We say these beautiful words every Friday night in the Kiddush. If you are reading carefully they seem somewhat confusing. Did G-d complete his work on the sixth day or the seventh day? The great classical commentator Rashi (Rabbi Shlomo Yitzchaki, France) gives a magnificent answer to what could seem like a technical question. What did the world still lack at the end of creation? Rashi answers that “Shabbat came, and with it, menucha (rest).” Only when rest came was the work of creation complete.

Sherry Turkle has spent 30 years researching the psychological impact of online connectivity. In a recent essay Sherry describes a world that would rather text than talk (“Stop Googling; Let’s Talk,” New York Times, Sept. 27, 2015). In studies of two people speaking, the presence of a phone on the table diminished the degree of connection they felt and led to lighter, more superficial conversation. A review of 72 studies over 30 years found a 40 percent decline in empathy among university students with the greatest decline after 2000. In a study of campers, after five days with no phones or tablets, children were better able to read facial emotions than a control group who had their phones. Researchers attributed this to better quality conversations where campers were able to pay close attention and put themselves in the others’ shoes.

When G-d created the world He invited us to be His partners in continuing creation by filling the world with light and goodness and the recognition that every human being, created in the image of G-d, is unique and special, a soul with inherent value. Six days a week we work, we run, we buy, we build, we do and often we lose sight of our goals, the very reasons for all that doing. On the seventh day, we stop being a force in the world. We step back. We stop working and focus on being.

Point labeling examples
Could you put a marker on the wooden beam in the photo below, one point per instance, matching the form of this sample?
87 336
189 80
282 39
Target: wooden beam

--

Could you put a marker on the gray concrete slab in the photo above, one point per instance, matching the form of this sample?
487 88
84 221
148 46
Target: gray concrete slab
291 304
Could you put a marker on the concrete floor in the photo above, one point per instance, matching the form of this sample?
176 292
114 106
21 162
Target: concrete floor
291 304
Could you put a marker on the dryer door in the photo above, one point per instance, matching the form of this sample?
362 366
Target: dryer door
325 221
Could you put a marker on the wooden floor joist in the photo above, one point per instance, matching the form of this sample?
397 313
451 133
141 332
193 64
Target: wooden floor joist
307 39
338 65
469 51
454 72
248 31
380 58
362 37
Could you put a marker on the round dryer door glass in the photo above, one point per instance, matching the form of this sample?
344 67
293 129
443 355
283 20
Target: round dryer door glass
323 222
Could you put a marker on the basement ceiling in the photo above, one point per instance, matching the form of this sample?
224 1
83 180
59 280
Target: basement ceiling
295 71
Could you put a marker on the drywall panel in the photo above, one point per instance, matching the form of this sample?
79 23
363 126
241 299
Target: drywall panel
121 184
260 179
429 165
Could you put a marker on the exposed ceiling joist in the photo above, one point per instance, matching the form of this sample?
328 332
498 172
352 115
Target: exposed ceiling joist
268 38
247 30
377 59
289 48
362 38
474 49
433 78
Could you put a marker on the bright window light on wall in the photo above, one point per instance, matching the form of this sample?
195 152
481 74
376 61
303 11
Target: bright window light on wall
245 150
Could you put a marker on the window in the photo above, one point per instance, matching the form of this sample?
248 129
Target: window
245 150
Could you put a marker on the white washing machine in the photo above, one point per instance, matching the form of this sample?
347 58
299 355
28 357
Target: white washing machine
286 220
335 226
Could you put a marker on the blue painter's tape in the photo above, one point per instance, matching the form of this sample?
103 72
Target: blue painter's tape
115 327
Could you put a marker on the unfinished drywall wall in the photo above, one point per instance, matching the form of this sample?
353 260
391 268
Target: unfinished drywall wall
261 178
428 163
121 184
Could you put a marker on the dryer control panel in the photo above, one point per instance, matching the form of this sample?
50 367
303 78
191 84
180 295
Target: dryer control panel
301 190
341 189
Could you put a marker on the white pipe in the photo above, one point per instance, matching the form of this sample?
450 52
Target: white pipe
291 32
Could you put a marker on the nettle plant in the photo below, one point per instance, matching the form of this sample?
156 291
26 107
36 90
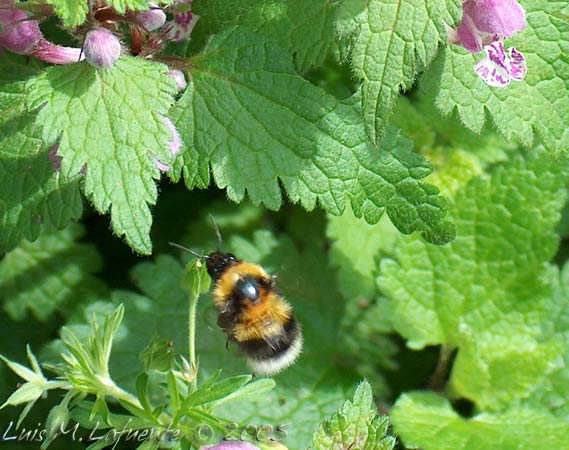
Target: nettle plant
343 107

* * *

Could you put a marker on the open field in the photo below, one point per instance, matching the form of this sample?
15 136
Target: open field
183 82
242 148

_Exercise prompt_
Translate this sentence from the Shabbat passage into Spanish: "On the seventh day, we stop being a force in the world."

_Task answer_
El séptimo día, dejamos de ser una fuerza en el mundo.